EXERCISE TASK:
Resume the article about Alexandra Burke's debut album Overcome, picking up right after its last sentence.

Overcome is the debut studio album by British singer Alexandra Burke, released 19 October 2009 on Syco Music. The release of the album came a year after Burke won the British talent show, The X Factor, with the recording process taking place between 2008 and 2009. Critics praised the album for showcasing Burke's vocal charm and characterisation, comparing her vocal to American singers Anastacia and Whitney Houston and its contemporary finish; using a variety of acclaimed producers including RedOne and Ne-Yo.

Upon its release, Overcome debuted at number one on the UK Albums Chart, selling 132,065 copies in its first week, the fourth largest first week sales for a female singer in 2009. The album became a commercial success in Europe being certified double platinum in the United Kingdom and Ireland. To date the album has sold over one million copies worldwide. All six singles released from Overcome peaked within the top twenty on the UK singles chart, three of which reached number one. As well as receiving positive reviews, Overcome earned a nomination for Best Album at the Urban Music Awards.

Background
In December 2008, Burke won the fifth series of the British reality singing competition, The X Factor, having previously entered in 2005. The singer received 58% of the final public vote. Burke's prize was a £1 million recording contract with Syco Records, a subsidiary of Sony BMG, including a £150,000 advance payment. Burke's debut single, a cover of Leonard Cohen's "Hallelujah" was released as the show's "winner's single". Upon winning the show, Burke remarked: "Thank you so much for making my dream come true. I'm the happiest girl alive."

Burke's album was originally scheduled for a March 2009 release in time for Mother's Day. However, following the success of fellow X Factor contestant, Leona Lewis, the album was pushed back for an Autumn release. On 13 February 2009 it was reported that Burke had signed a £3.5 million, five-album United States record deal with Epic Records. After visiting Burke in the studio, Beyoncé spoke of possibly recording a duet with her.

Recording and production

Producers Pharrell Williams and Akon were reportedly asked to produce for the album according to MTV. Burke's website confirmed that RedOne had produced a selection of songs for Burke to work on, including a song titled "Broken Heels", which was the first song recorded for Overcome. Whilst in the states she also worked with Louis Biancaniello, Sam Watters, Jim Jonsin, Rico Love, Roc Nation and Stargate. New production team "Element" announced on their website that they had produced two songs for Burke, including one track which made the final cut for Overcome, titled "Bury Me (6 Feet Under)". Another song, "Dangerous", was released as the B-side for "Bad Boys".

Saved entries
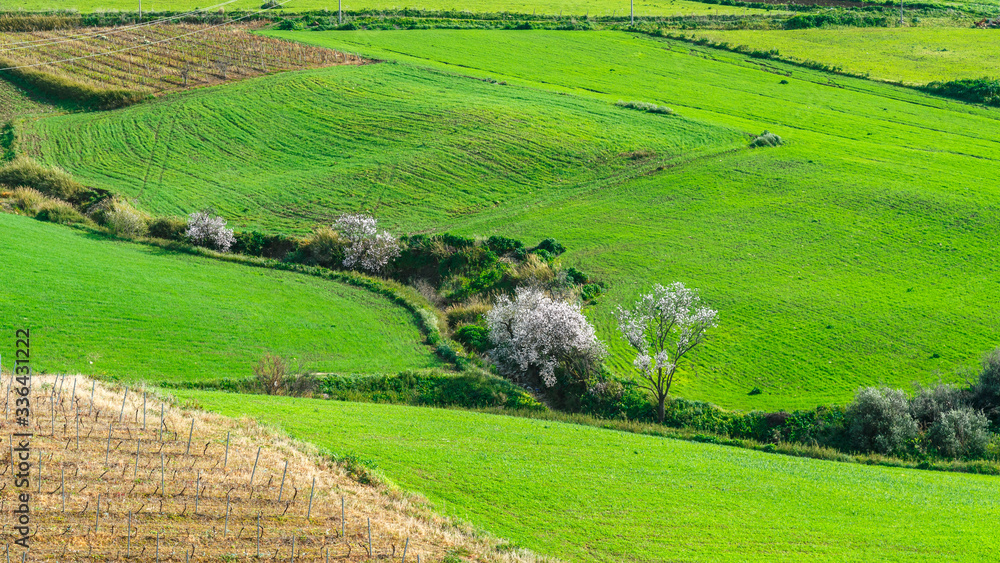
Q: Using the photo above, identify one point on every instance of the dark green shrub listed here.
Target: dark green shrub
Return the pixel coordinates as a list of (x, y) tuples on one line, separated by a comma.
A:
[(472, 388), (326, 247), (960, 432), (53, 182), (60, 212), (268, 246), (552, 246), (168, 228), (576, 277), (473, 337), (766, 139), (503, 245), (648, 107), (590, 291), (457, 241), (929, 403), (986, 390), (467, 313), (880, 421), (545, 255)]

RESULT FOR THIS EXERCISE:
Aside from working with American producers, Burke also collaborated with British singer-songwriter Taio Cruz and Steve Booker. Booker produced the track "You Broke My Heart", which he co-wrote with Niara Scarlett and Pixie Lott, one of several the British singer submitted for the album. According to Booker the song was originally had a different title and it was Simon Cowell that requested the name change. Burke also recorded tracks with British dance duo The Freemasons.

Writing on her official website, Burke has said of the album:
"I said to my manager I want my music to be fun, to be uplifting and to be bold. I want it to reflect my personality. I want it to be in your face, I want it to be a beast. I want it to be energetic and fun. When I record the ballads I want to cry. And if I go through a roller coaster recording this album then I want the listener to go through a roller coaster when they hear it."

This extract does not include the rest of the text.